• What is required:
In the rows below, change every occurrence of "water bottle" to "coffee mug" and leave everything else as it is.

• Source material:
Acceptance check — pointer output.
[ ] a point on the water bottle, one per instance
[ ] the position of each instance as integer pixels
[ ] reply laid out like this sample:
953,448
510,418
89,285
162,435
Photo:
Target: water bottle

• Output of the exercise:
Acceptance check — pointer output.
[ ] a point on the coffee mug, one per instance
[ ] the position of each instance as integer pixels
[ ] reply laid out like this sample:
953,448
510,418
89,285
162,435
Photo:
Target: coffee mug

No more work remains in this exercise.